■ Task description
Leaving out every picture, quote the data below exactly as it appears.

──────── Recorded information ────────

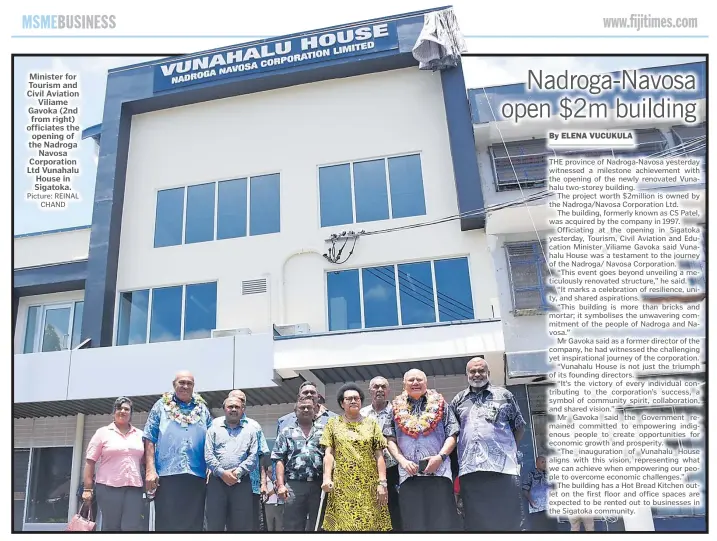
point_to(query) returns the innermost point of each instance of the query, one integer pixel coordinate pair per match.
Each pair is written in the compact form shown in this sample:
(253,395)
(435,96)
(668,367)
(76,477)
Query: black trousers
(394,508)
(492,502)
(258,514)
(427,505)
(179,503)
(121,508)
(229,508)
(542,522)
(304,499)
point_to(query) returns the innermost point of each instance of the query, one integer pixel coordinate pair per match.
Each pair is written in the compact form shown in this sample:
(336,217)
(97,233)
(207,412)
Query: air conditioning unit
(292,330)
(218,333)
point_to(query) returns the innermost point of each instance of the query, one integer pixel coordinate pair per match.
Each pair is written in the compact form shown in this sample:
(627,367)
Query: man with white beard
(491,426)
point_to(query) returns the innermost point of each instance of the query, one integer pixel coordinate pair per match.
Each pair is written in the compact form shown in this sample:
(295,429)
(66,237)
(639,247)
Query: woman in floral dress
(354,469)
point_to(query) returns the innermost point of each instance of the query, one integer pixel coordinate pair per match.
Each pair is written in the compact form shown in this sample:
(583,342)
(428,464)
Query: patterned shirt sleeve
(252,455)
(516,418)
(263,446)
(209,456)
(94,449)
(450,421)
(389,429)
(327,438)
(281,448)
(151,428)
(528,483)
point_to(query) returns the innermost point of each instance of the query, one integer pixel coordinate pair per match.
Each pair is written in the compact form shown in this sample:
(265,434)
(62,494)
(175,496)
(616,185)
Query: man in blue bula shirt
(258,474)
(174,454)
(231,451)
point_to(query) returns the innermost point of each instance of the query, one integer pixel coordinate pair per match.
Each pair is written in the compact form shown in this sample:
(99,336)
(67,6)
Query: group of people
(381,466)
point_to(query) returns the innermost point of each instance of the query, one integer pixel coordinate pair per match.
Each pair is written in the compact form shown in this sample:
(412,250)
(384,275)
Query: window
(53,327)
(525,163)
(371,190)
(527,272)
(49,487)
(404,294)
(690,140)
(218,210)
(167,314)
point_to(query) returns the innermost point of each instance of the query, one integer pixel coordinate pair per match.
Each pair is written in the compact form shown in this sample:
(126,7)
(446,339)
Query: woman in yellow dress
(354,469)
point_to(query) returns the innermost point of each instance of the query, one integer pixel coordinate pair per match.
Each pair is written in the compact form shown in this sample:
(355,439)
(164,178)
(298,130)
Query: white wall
(51,248)
(292,131)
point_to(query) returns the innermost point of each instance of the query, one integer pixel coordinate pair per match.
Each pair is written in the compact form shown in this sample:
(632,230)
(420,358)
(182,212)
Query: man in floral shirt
(176,469)
(536,489)
(299,463)
(491,427)
(258,474)
(421,438)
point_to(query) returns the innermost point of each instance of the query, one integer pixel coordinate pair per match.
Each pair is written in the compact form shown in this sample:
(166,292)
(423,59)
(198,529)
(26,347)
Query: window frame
(150,304)
(395,266)
(543,288)
(185,188)
(30,464)
(542,183)
(36,342)
(350,163)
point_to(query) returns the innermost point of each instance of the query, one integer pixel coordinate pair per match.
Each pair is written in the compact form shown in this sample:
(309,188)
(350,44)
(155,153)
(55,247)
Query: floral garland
(417,425)
(175,414)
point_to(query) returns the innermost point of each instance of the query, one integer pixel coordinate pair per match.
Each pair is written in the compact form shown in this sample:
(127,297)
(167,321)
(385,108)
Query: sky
(92,75)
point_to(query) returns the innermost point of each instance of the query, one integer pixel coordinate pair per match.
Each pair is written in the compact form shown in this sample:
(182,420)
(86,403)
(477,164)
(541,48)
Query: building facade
(512,159)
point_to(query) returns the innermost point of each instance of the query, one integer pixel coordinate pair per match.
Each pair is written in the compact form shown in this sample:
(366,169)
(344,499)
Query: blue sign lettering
(275,55)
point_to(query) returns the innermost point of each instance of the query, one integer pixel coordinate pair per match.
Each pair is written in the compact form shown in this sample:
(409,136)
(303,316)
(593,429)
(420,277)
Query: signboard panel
(274,55)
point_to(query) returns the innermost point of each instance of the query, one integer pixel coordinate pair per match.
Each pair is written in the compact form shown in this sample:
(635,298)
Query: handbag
(79,523)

────────

■ Reply to the task
point_to(query) returns the innermost point of each instance of the query, one integer pixel coordinate pair per match.
Each pair is written in the compact form shown in this sample:
(253,395)
(435,96)
(668,367)
(76,477)
Query: black trousers
(394,508)
(492,502)
(258,514)
(427,505)
(179,503)
(121,508)
(229,508)
(542,522)
(304,499)
point_to(query) returns the innermost point of each instance of the query, one integer pixel coordinate pair per match.
Each pair is written in the compact form shown in this sample:
(336,217)
(97,233)
(207,412)
Query: air conditioning unit
(292,330)
(218,333)
point_to(query) returns the innermost point of each instance of the query, one integer pixel coordinate pair per match.
Each pair is written in the compact form shown in this sample:
(627,367)
Query: man with white beard
(491,426)
point_to(query) returns the innermost point of each instance of the query, one integer pixel coordinate pair per match.
Each pair is written in the compact form shown in this sample:
(295,429)
(66,237)
(639,247)
Query: woman in floral dress
(354,469)
point_to(query) returns the innermost point of each instance of the query, one integer pixel coordinate pair per match.
Each pair is written in the compact form shown in this sample:
(583,342)
(428,464)
Query: patterned shirt sleeve
(252,455)
(516,418)
(263,446)
(209,456)
(94,449)
(450,421)
(389,429)
(327,438)
(281,448)
(151,428)
(528,483)
point_to(query) returns the innermost point of each instance of the query, one integer pixel coordinate pair per match.
Each pair is written in the compact form shown in this sample:
(265,434)
(62,494)
(175,496)
(616,185)
Query: man in blue bula shirt
(258,474)
(174,454)
(231,451)
point_to(query) returns the innermost point of each instance of the query, one integer pixel coordinate pair per match.
Each pair is written in the compact form shown in this sample:
(99,336)
(67,6)
Query: group of people
(381,466)
point_to(query) returns the innermost point of each instance of the query, one integer pixel coordinate pair per match.
Each pair is written in the compact form shown in this sample:
(412,250)
(384,275)
Query: window
(53,327)
(525,163)
(371,190)
(527,272)
(49,487)
(404,294)
(690,140)
(218,210)
(167,314)
point_to(query) returns the innermost point of each instance of the query, one integer pixel coordinate pair per match.
Each pair is written in the compact form shown in this sample:
(126,7)
(446,339)
Query: woman in yellow dress
(354,469)
point_to(query) returns the innermost point of each instance of the query, one integer pixel coordinate pair per match.
Each pair is written in the compact form shown in this sample:
(355,439)
(164,178)
(298,130)
Query: white wall
(51,248)
(292,131)
point_to(query) returns the innermost point of each instance of the query, one integer pixel coordinate pair per match.
Each pair is written in the compact form shown in this sample:
(632,230)
(420,358)
(182,212)
Query: man in floral shirt
(176,469)
(536,489)
(299,463)
(491,427)
(258,474)
(421,438)
point_to(query) returns the innermost point of each instance of the query, one integer pixel coordinate pair per match.
Each pair is written in the compact form shown in this sample:
(166,292)
(423,59)
(198,529)
(26,347)
Query: window frame
(150,304)
(395,266)
(543,288)
(185,188)
(30,464)
(542,183)
(36,342)
(350,163)
point_to(query) returns the innermost point of each instance of the query, one integer pixel coordinate pair per match.
Each pair is written in the compact form shown in this sample:
(309,188)
(350,44)
(155,153)
(55,247)
Query: floral garland
(417,425)
(175,414)
point_to(query) returns the innermost point of each instance of the query, one integer pixel coordinate pair per match.
Each pair is written in the compact form shown in this sample:
(127,297)
(167,321)
(385,108)
Query: sky
(92,75)
point_to(query) returns the innermost point of each instance of the query, one integer pixel coordinate pair per match.
Each pair is written in the compact form shown in this sample:
(182,420)
(86,403)
(477,164)
(541,48)
Query: building facade
(512,159)
point_to(query) returns the innermost point of each instance of the query, one integer pixel coordinate pair per match.
Each pair is written in the compact form shown in this sample:
(366,169)
(344,499)
Query: blue sign lettering
(275,55)
point_to(query) returns the innermost point of each instance of the query, one integer pixel coordinate pair per match.
Each pair is written in the compact form shown in this sample:
(409,136)
(303,316)
(593,429)
(420,277)
Query: signboard panel
(274,55)
point_to(query) returns the innermost point of each instance of the query, one integer pixel coordinate pair per match.
Each pair is written in the compact form shown in this sample:
(635,298)
Query: handbag
(79,523)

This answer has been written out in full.